TASK DIRECTIONS.
Return every line in the records below that holds the word "maple", copying each one unchanged.

[Image point annotation entries]
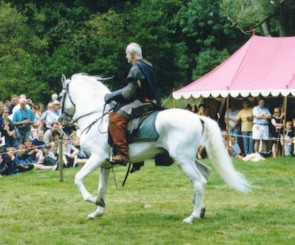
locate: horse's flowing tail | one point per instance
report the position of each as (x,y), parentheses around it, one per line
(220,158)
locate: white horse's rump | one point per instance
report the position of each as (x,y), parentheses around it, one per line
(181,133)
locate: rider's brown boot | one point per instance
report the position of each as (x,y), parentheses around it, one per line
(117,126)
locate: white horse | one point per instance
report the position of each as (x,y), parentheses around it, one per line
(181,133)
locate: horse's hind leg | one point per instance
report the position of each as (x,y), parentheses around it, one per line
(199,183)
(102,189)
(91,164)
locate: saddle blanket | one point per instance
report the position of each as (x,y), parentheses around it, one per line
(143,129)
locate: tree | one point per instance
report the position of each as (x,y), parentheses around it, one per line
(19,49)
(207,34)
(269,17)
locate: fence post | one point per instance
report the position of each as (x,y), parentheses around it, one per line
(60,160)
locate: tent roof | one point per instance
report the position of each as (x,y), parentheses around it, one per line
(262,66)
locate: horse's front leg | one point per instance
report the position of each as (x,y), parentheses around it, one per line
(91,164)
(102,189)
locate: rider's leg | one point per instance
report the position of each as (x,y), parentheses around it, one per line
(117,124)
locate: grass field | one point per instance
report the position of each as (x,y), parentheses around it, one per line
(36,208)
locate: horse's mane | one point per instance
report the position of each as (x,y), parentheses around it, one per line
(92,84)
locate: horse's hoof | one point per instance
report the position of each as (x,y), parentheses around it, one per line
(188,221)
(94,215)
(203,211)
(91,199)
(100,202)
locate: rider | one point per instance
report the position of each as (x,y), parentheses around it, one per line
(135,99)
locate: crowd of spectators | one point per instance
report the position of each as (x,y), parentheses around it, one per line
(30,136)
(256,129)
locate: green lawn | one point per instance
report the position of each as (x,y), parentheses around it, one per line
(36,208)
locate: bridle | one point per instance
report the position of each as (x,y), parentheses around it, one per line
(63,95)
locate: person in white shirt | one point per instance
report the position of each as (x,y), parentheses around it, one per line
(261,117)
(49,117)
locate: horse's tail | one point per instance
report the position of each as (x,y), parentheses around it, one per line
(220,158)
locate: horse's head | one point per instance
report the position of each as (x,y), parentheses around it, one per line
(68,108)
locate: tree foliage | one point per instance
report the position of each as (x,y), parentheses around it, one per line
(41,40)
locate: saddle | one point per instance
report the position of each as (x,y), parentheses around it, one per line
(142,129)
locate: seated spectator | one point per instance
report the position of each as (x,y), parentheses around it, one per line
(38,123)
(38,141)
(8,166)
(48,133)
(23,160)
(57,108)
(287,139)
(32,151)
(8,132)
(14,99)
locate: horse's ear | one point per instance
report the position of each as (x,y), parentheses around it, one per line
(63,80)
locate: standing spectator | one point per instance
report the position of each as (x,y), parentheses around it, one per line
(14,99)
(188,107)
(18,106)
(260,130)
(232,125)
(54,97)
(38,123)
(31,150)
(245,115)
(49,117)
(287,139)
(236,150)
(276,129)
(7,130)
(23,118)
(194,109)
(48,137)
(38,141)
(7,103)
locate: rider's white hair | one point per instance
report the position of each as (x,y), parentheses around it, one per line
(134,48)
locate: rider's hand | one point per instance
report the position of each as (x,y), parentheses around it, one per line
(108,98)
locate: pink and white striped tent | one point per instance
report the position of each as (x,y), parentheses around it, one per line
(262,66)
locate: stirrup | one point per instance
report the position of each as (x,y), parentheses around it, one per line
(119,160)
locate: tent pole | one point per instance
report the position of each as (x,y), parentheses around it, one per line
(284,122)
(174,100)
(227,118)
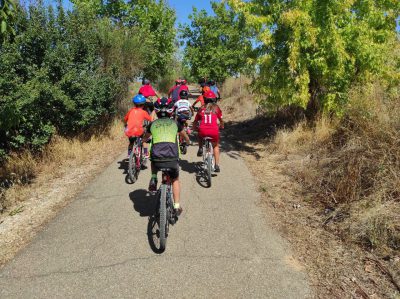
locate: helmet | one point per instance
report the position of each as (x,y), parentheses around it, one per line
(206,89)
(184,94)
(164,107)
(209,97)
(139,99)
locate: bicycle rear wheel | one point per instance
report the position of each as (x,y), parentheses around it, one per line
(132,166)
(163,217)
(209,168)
---
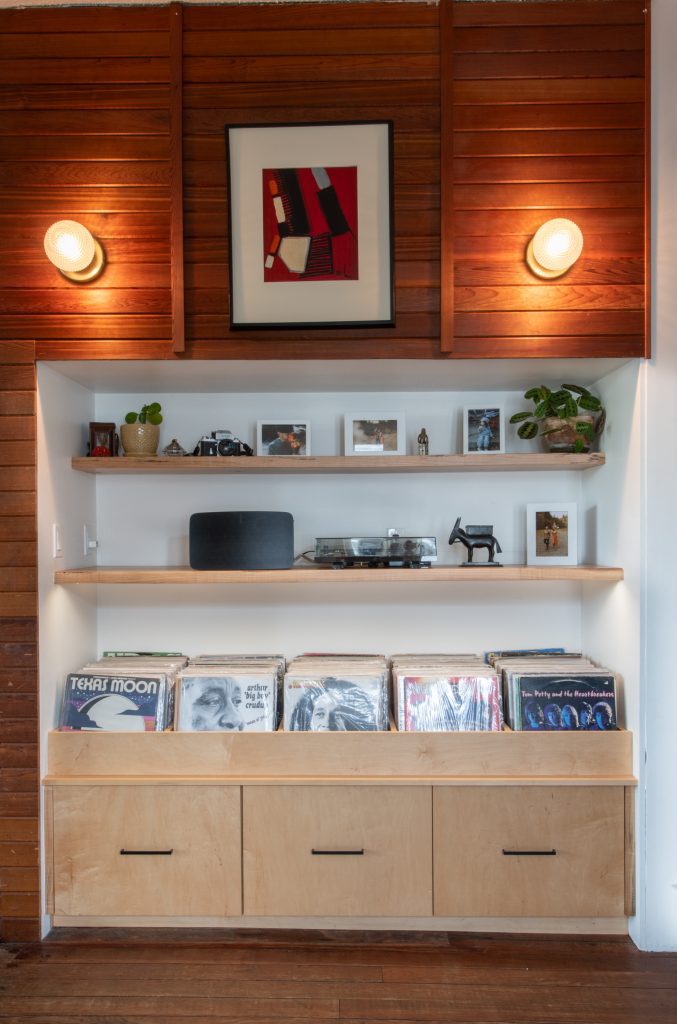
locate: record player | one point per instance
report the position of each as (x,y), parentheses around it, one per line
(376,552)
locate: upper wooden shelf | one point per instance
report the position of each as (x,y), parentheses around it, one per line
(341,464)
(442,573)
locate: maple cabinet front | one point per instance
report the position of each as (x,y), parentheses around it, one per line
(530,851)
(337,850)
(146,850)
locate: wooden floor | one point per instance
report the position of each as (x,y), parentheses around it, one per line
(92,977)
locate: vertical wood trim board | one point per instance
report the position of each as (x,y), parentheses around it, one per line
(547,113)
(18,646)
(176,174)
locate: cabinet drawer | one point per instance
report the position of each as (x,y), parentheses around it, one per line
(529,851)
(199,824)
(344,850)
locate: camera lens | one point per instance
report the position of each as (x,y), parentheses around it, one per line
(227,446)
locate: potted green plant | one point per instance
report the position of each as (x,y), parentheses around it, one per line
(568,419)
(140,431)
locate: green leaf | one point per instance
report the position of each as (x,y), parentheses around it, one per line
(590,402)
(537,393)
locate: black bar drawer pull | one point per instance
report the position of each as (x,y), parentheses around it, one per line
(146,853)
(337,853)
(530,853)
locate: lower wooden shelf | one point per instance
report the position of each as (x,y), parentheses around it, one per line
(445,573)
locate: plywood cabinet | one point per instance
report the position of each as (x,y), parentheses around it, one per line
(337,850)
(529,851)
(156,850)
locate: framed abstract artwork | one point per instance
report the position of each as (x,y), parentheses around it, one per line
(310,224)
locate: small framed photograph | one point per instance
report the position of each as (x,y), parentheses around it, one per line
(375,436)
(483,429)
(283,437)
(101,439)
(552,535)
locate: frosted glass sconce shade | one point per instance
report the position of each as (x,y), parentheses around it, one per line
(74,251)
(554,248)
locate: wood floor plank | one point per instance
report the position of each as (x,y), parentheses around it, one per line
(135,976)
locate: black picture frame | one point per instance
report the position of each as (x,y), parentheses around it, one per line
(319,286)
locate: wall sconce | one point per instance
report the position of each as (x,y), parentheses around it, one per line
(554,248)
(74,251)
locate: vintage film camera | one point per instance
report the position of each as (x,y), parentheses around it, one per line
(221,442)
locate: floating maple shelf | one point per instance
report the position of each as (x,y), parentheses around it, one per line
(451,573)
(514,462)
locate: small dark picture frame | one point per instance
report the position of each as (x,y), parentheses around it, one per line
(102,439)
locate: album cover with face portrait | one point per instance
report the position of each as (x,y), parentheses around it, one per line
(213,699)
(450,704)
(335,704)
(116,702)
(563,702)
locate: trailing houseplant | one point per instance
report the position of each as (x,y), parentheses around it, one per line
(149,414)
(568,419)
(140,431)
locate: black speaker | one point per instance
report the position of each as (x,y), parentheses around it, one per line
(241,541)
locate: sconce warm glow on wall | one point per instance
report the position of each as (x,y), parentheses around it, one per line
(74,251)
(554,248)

SOLUTION.
locate: maple cabinet front | one point per instance
locate: floating maple shelf | one point per instance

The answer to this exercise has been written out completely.